Material provided:
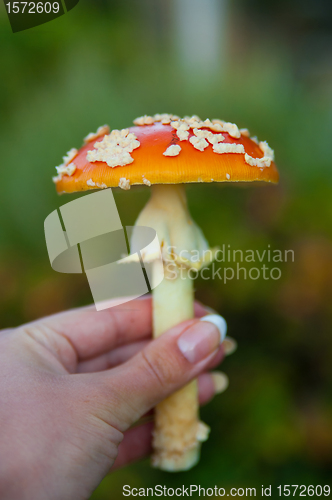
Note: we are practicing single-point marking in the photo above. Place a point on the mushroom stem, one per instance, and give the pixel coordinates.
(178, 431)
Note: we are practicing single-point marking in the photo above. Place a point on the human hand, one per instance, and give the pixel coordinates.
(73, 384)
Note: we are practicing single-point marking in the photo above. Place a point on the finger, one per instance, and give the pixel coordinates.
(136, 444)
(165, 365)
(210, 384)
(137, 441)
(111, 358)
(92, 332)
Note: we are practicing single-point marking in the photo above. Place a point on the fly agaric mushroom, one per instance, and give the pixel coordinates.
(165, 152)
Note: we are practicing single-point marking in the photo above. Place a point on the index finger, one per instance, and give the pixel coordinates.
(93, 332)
==
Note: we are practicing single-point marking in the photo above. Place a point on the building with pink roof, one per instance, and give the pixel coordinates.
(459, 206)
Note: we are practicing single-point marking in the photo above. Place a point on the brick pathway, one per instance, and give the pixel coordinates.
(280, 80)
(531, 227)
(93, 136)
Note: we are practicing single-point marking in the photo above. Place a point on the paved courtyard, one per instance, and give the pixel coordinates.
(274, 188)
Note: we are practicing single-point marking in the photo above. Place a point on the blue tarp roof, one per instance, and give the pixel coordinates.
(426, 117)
---
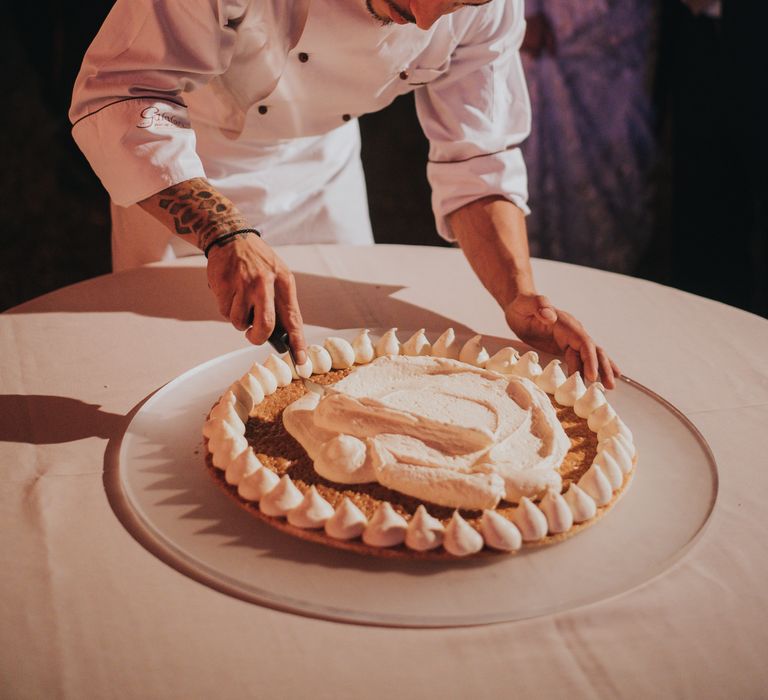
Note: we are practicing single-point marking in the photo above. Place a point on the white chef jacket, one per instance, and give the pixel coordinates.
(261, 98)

Request: List every line above that contains the word 'single', copying each in full. Case counts.

Solution:
Note: we are practicing single-point marking in the photo above. Place a point on the mushroom stem, one per instance, and give the pixel coordinates.
Note: we are practicing single-point marking in the photo above. Place a point on the human hand, one per instance, and give the pixel coordinates.
Note: we are practicing single-point marking in the photo above. Place a point on the finger, one per instance, and give the pixel coordinates.
Note: we are practicing single-point marking in the photo above. Place a point on the fly agaric mushroom, one per instance, and give the pixel coordinates.
Note: we are practicing single-point marking in the photo above. Place a point on the index finger, one per instance, and give the pixel coordinates.
Note: we are practicing single-point marking in the photo above. Place a point on the building with pink roof, one per instance, and give the pixel coordinates.
Note: we are practicing single-point marking in the photo above. Place a point on the brick pathway, one per instance, and give the pixel coordinates.
Note: we are practicing single-point marking in the photo above. Place a point on the paved courtyard, one per instance, and give the pixel coordinates.
Note: we are practicing single-point marking in the photo above. Place a point on the blue tarp roof, one per instance, and give the pixel coordinates.
Note: we are practicing single-point marking in the photo above. Place a point on the white chef jacket, one per instance, and give the pixel coordinates.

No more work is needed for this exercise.